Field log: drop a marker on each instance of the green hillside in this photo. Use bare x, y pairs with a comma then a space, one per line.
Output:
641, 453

* * *

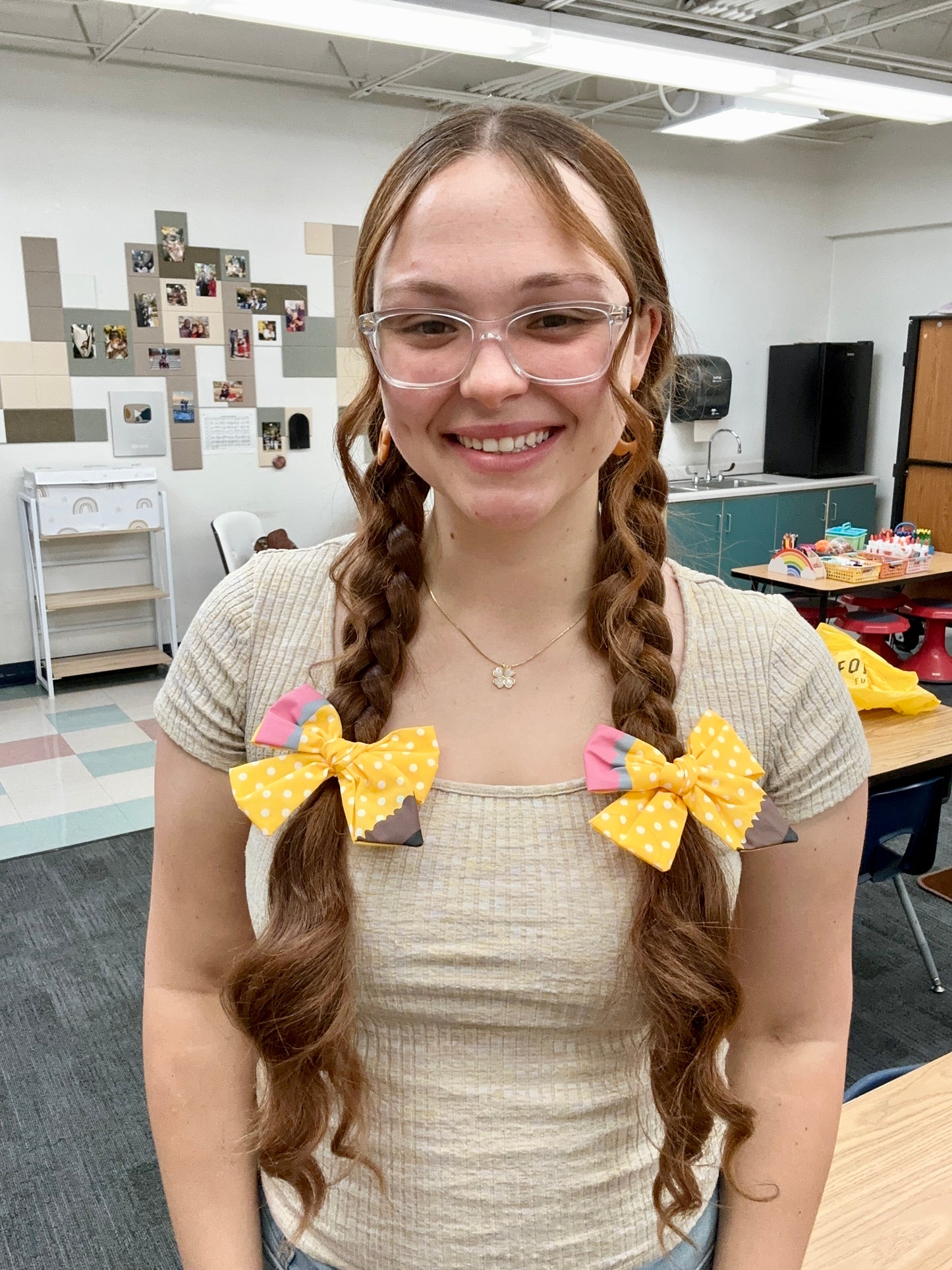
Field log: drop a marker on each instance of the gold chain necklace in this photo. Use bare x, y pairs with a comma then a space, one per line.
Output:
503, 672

▶ Problem description: Show every line of the listing that contains the string "pairs", copying each one in full.

▶ Full answer:
Field log: drop a marker on each instance of the green hillside in this photo. Use bare x, y pairs with a comma then a space, one per line.
Field log: drop a marker on each instance of the gold chain necklace in this photo. Use bare x, y pairs with a comma then a space, one per line.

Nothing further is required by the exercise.